以下の行のうち、冒頭から「[[31, 11, 576, 229]]」を含む行までを、両端を含めてJSONの文字列リストにまとめよ。1行につき1つの文字列とし、空行は除く。

(ボックスラベリング用データセットの行)

━━━━━━

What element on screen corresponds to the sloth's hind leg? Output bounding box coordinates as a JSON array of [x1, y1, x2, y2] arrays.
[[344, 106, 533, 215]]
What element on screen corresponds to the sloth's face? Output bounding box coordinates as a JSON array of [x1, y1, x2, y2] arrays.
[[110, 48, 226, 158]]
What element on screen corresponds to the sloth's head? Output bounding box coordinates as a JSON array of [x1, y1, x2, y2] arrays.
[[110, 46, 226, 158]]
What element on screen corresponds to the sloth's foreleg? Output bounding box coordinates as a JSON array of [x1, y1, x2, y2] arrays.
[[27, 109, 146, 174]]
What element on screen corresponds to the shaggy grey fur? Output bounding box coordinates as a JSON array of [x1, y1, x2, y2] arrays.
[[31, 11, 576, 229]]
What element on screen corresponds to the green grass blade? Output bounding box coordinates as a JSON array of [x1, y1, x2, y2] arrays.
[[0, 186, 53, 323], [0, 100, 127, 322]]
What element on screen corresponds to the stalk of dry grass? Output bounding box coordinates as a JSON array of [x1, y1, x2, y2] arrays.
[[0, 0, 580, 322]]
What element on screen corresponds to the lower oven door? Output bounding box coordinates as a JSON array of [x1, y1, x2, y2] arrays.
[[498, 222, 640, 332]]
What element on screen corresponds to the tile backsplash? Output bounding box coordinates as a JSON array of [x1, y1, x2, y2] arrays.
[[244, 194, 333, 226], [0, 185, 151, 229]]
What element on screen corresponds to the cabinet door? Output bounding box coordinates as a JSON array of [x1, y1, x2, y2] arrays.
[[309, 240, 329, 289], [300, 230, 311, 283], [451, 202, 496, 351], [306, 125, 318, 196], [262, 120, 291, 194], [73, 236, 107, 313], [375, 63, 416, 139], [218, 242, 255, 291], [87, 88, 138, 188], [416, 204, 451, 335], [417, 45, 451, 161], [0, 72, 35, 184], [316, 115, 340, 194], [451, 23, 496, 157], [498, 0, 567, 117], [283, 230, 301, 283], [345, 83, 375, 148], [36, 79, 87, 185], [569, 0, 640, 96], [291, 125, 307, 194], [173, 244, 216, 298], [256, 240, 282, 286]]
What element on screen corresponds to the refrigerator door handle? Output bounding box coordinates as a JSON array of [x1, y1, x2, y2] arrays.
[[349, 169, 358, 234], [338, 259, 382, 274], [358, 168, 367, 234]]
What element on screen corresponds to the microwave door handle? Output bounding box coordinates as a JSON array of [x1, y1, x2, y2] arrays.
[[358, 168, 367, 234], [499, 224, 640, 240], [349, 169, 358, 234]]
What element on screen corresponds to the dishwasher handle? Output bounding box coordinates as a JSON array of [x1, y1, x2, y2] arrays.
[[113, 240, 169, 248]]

━━━━━━

解答:
[
  "What element on screen corresponds to the sloth's hind leg? Output bounding box coordinates as a JSON array of [x1, y1, x2, y2] arrays.",
  "[[344, 106, 533, 215]]",
  "What element on screen corresponds to the sloth's face? Output bounding box coordinates as a JSON array of [x1, y1, x2, y2] arrays.",
  "[[110, 48, 226, 158]]",
  "What element on screen corresponds to the sloth's head? Output bounding box coordinates as a JSON array of [x1, y1, x2, y2] arrays.",
  "[[110, 46, 226, 158]]",
  "What element on screen corresponds to the sloth's foreleg? Output bounding box coordinates as a JSON array of [x1, y1, x2, y2] arrays.",
  "[[27, 109, 146, 174]]",
  "What element on screen corresponds to the shaggy grey fur? Output bounding box coordinates as a JSON array of [x1, y1, x2, y2] arrays.",
  "[[31, 11, 576, 229]]"
]